[Exercise prompt]:
Provide the count of lines below where "cutting" occurs, with no other output.

[Provided entries]:
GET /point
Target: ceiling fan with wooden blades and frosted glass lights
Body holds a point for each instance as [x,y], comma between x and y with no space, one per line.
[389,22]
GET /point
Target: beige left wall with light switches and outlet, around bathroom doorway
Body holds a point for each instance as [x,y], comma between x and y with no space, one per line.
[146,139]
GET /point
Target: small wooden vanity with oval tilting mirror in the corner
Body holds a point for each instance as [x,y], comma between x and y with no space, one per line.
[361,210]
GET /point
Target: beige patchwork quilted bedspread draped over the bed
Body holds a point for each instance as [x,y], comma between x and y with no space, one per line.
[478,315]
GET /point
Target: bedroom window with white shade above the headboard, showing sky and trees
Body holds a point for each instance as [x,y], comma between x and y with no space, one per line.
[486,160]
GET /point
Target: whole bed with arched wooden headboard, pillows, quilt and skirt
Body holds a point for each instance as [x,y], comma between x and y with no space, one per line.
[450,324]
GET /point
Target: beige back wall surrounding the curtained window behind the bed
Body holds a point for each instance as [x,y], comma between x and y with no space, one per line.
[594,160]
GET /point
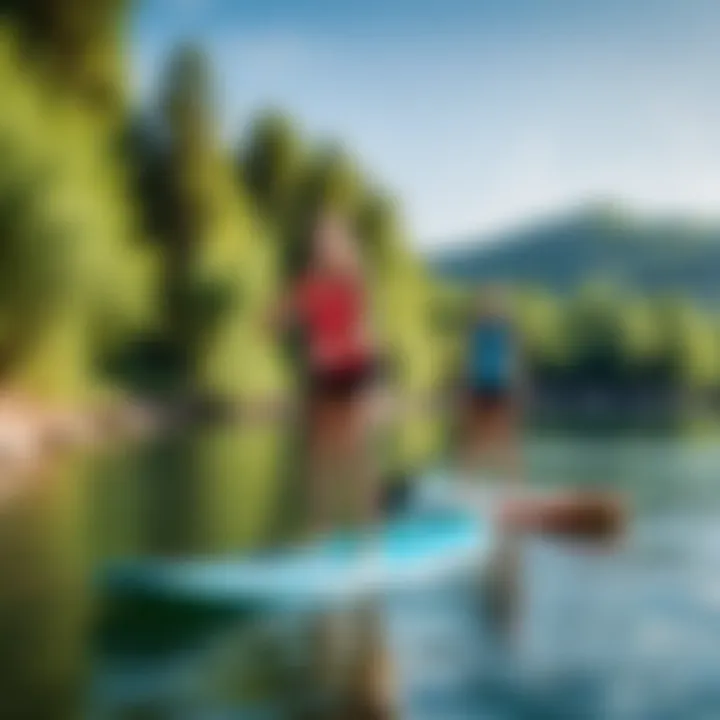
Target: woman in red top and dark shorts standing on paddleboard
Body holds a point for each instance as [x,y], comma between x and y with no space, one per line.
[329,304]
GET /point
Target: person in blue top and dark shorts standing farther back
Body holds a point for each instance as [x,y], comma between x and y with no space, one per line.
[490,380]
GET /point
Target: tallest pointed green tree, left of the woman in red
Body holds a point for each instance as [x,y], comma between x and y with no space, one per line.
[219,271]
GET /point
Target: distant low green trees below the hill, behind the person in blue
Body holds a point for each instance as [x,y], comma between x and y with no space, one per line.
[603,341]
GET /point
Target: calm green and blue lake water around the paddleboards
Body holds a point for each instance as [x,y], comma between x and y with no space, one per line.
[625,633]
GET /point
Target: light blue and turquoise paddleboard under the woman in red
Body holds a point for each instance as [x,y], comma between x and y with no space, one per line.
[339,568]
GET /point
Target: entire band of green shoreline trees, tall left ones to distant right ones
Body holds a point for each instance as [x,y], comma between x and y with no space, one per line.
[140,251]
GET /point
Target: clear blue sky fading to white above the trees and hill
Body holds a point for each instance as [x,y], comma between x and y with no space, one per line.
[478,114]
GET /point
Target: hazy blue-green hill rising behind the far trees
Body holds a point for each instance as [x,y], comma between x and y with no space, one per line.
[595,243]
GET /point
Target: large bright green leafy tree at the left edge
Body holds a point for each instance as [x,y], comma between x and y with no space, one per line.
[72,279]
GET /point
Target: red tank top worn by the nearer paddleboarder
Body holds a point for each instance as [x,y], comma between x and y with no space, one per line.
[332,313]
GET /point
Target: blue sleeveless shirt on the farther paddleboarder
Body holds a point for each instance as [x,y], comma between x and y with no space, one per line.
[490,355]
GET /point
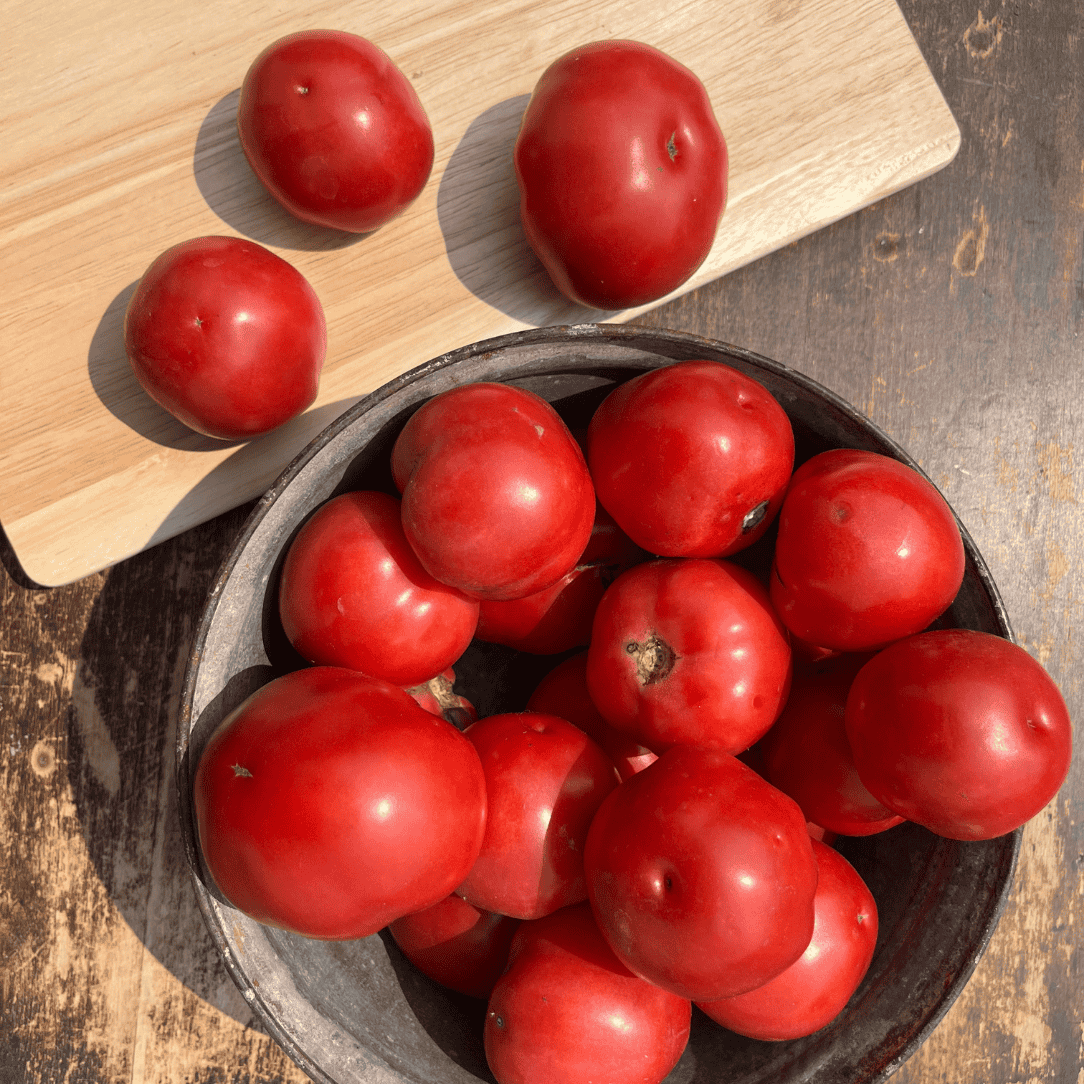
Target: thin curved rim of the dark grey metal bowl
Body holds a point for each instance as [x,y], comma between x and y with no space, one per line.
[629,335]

* * *

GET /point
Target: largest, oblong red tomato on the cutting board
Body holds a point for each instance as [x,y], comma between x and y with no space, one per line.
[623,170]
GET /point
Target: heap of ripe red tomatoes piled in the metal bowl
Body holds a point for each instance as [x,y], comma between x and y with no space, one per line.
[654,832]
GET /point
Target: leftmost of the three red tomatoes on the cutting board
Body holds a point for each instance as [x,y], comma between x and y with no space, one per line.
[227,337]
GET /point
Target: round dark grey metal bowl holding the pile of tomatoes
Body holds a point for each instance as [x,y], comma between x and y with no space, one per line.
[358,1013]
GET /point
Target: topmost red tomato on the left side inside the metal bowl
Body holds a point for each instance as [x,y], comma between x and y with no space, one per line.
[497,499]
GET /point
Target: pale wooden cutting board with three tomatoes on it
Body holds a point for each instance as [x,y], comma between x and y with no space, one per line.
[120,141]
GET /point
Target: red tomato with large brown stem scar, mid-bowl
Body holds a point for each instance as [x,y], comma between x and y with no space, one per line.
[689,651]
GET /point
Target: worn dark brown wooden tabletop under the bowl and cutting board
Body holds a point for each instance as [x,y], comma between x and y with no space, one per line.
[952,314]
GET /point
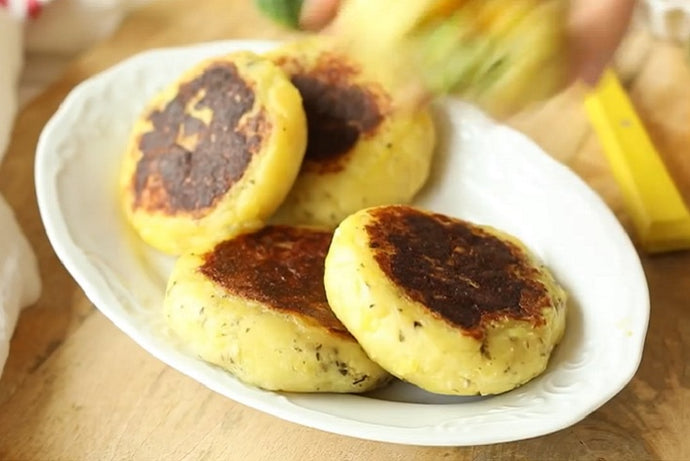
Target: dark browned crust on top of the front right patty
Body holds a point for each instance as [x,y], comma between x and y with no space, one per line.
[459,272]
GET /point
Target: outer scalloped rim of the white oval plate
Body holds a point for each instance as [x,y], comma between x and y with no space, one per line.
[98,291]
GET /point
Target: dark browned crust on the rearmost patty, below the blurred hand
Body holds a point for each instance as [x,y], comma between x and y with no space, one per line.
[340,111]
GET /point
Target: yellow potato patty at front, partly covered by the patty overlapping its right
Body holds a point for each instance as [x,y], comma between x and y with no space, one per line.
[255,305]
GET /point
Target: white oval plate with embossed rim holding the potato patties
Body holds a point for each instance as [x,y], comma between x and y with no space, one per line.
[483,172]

...

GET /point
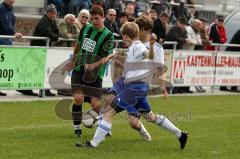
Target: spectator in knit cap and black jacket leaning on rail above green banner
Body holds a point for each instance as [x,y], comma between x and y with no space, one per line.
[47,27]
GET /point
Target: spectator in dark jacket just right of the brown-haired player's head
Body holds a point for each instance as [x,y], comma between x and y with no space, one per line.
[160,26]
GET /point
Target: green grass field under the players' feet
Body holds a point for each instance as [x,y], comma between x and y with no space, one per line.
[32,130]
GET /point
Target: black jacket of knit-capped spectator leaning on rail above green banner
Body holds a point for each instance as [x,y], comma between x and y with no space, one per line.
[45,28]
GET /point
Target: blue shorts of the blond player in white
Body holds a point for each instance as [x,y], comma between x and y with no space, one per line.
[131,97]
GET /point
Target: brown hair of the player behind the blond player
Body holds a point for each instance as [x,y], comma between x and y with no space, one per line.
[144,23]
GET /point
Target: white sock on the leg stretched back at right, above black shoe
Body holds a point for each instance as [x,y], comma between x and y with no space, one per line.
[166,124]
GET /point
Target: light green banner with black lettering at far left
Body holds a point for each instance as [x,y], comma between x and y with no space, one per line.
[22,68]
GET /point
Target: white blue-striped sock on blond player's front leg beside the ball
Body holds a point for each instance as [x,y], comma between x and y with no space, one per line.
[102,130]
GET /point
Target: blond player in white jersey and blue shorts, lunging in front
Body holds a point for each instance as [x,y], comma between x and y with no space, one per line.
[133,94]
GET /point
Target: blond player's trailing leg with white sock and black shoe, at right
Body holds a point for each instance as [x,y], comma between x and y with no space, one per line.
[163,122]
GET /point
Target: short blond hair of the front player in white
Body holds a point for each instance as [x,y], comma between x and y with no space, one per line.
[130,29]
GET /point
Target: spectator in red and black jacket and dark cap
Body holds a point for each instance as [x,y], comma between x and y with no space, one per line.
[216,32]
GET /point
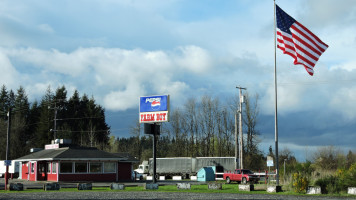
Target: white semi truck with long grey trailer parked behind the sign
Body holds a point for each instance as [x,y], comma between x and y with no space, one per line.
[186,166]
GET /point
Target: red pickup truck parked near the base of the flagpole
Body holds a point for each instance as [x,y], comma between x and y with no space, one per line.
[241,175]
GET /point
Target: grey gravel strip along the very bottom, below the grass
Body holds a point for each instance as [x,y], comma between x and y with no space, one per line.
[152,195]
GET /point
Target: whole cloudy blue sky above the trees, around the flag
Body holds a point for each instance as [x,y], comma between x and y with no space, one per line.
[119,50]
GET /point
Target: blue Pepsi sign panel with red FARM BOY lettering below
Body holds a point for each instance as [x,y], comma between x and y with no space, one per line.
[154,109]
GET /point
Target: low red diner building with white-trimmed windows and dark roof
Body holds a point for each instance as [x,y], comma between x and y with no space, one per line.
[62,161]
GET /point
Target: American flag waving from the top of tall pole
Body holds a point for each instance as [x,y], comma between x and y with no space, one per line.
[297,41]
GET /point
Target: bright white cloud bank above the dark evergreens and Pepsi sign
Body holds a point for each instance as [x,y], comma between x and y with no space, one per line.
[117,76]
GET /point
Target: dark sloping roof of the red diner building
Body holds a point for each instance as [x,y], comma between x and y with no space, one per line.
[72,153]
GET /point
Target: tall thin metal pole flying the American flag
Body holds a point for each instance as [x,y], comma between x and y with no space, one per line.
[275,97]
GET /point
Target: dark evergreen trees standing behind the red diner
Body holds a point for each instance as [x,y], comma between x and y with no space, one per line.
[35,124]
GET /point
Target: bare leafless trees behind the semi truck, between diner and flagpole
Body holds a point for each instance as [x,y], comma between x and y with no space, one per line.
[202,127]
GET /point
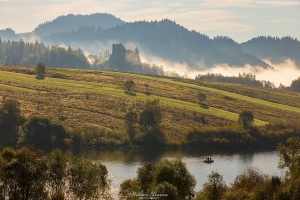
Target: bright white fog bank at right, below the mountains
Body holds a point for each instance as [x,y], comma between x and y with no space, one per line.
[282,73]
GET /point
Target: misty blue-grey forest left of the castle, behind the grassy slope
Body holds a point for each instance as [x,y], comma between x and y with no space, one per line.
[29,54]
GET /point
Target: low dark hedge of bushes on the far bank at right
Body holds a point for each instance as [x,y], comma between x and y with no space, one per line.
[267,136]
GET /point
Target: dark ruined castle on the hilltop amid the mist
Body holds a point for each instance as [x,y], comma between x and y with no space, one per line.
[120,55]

[Completed exercise]:
4